◆ Esercizio scritto A ◆
Riproduci parola per parola il brano dell'articolo sulla Scozia, da "Il nuovo anno" fino a "di Gran Bretagna." compreso.

◆ Testo fornito ◆

Scozia alla ribalta: la fuga da Londra nel sogno indipendentista

Mondo

Il nuovo anno tanto atteso è arrivato e non possiamo di certo dire che non abbia portato con sé delle novità.

di Arianna Recine

Il Regno Unito è fuori dall’UE in maniera irreversibile forse e non c’è molto che si possa fare a riguardo. Ma c’è chi dice No a secoli di frustrazioni derivate da decisioni prese in sua vece e la Scozia è fra questi.

C’è poco da meravigliarsi se non altro per la genealogia stessa della Scozia che la vede affiorare come stato indipendente e sovrano nel Medioevo fino al 1707, quando entrerà ufficialmente in un’unione politica con l’Inghilterra creando in questo modo, un unico Regno di Gran Bretagna.

Se è vero che il Trattato di Unione fu tradotto in legge dai Parlamenti di entrambe le nazioni è altrettanto vero che non fu immediatamente accettato di buon grado dagli scozzesi, anzi!

◆ Esercizio scritto B ◆
Nei record riscrivi le righe dalla riga con "Curation note — class label: hazy sky" fino alla riga con "[804,536,1024,633]" compresa, istruzioni incluse, spostando di -50 ogni coordinata dei riquadri.

◆ Dati mostrati ◆
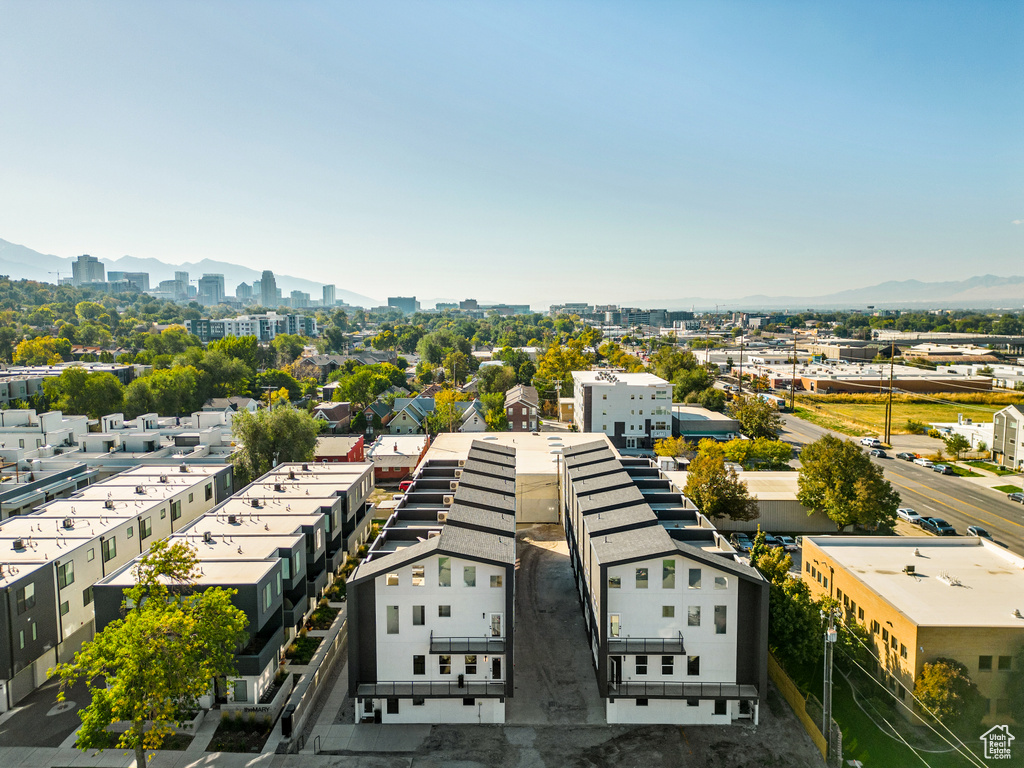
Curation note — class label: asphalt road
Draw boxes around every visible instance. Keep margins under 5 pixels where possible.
[780,416,1024,555]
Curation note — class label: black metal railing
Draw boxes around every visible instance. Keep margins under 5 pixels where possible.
[608,680,758,699]
[356,680,507,698]
[430,632,505,653]
[608,632,686,655]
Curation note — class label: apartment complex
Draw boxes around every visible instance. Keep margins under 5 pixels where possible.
[572,371,672,450]
[348,440,515,723]
[803,536,1024,724]
[0,466,231,711]
[561,441,768,725]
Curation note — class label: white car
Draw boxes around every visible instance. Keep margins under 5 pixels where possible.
[896,507,921,525]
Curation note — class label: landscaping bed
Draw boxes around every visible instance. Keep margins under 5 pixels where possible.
[206,712,273,754]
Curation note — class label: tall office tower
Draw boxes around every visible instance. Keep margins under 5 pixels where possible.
[259,269,280,309]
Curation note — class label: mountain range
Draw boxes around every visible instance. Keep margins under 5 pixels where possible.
[0,240,1024,311]
[0,240,383,307]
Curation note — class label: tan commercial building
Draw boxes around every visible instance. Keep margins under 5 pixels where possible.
[803,536,1024,724]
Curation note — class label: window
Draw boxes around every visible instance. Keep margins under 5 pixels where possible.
[715,605,728,635]
[662,560,676,590]
[57,561,75,589]
[15,584,36,615]
[637,568,647,590]
[387,605,398,635]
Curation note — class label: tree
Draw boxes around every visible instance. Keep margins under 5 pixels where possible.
[52,541,248,766]
[942,432,971,461]
[913,658,988,731]
[731,397,782,439]
[797,435,900,529]
[231,406,319,483]
[683,440,758,520]
[43,367,125,419]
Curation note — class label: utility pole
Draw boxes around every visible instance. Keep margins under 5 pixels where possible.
[821,610,838,765]
[886,339,896,445]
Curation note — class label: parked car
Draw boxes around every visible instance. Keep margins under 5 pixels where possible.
[921,517,956,536]
[896,507,921,525]
[729,534,751,552]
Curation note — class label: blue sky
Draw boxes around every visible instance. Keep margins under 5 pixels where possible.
[0,0,1024,305]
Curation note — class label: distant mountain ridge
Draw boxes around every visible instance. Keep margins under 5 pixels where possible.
[0,240,383,307]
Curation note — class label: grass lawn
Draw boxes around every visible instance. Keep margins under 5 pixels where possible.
[964,462,1014,477]
[992,485,1021,494]
[797,400,1002,435]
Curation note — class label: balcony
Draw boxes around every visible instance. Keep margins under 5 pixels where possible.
[608,632,686,656]
[608,680,758,700]
[430,632,505,654]
[355,680,507,698]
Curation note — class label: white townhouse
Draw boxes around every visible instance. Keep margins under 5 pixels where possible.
[348,441,515,723]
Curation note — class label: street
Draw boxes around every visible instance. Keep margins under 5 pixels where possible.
[779,415,1024,554]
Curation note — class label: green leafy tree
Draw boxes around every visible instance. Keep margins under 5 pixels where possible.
[231,406,319,483]
[52,541,248,766]
[942,432,971,460]
[683,440,758,520]
[797,435,900,529]
[913,658,987,732]
[731,397,782,440]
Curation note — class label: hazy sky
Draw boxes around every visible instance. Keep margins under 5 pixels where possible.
[0,0,1024,305]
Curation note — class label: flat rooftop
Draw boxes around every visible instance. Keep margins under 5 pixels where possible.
[804,536,1024,633]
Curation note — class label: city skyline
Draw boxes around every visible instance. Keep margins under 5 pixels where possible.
[0,3,1024,306]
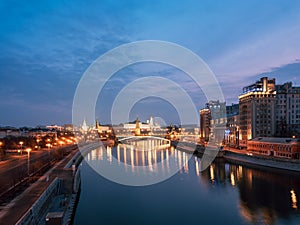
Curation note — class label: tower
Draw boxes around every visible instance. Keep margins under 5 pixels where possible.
[134,117,141,136]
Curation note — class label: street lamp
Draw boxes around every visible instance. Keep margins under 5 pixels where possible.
[19,141,24,155]
[25,148,31,177]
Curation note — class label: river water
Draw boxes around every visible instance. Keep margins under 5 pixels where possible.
[74,146,300,225]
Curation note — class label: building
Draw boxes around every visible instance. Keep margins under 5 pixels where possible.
[276,82,300,137]
[200,106,210,141]
[247,137,300,159]
[208,100,227,144]
[239,77,276,147]
[134,118,141,136]
[224,104,239,147]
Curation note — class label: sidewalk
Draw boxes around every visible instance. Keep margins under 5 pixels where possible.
[0,145,78,225]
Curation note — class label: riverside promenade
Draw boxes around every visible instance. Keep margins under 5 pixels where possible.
[0,142,99,225]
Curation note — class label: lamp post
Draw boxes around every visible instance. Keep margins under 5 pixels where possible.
[26,148,31,177]
[19,141,24,155]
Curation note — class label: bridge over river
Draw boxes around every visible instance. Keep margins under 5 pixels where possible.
[118,136,171,151]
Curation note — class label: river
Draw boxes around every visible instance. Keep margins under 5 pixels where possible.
[74,146,300,225]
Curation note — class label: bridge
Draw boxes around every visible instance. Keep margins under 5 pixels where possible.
[118,136,171,151]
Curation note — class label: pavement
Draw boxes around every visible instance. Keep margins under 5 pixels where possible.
[0,145,78,225]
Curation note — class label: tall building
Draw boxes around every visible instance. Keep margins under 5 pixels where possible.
[200,105,210,141]
[276,82,300,137]
[239,77,276,147]
[134,118,141,136]
[224,104,239,147]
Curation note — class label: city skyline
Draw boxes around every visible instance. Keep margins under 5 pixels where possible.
[0,1,300,127]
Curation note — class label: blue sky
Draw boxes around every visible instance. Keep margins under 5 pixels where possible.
[0,0,300,126]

◆ Risposta scritta A ◆
Il nuovo anno tanto atteso è arrivato e non possiamo di certo dire che non abbia portato con sé delle novità.

di Arianna Recine

Il Regno Unito è fuori dall’UE in maniera irreversibile forse e non c’è molto che si possa fare a riguardo. Ma c’è chi dice No a secoli di frustrazioni derivate da decisioni prese in sua vece e la Scozia è fra questi.

C’è poco da meravigliarsi se non altro per la genealogia stessa della Scozia che la vede affiorare come stato indipendente e sovrano nel Medioevo fino al 1707, quando entrerà ufficialmente in un’unione politica con l’Inghilterra creando in questo modo, un unico Regno di Gran Bretagna.

◆ Risposta scritta B ◆
Curation note — class label: hazy sky
Draw boxes around every visible instance. Keep margins under 5 pixels where possible.
[-50,-50,974,255]
Curation note — class label: flat rooftop
Draw boxes around every visible instance. Keep margins under 5 pixels where possible.
[754,486,974,583]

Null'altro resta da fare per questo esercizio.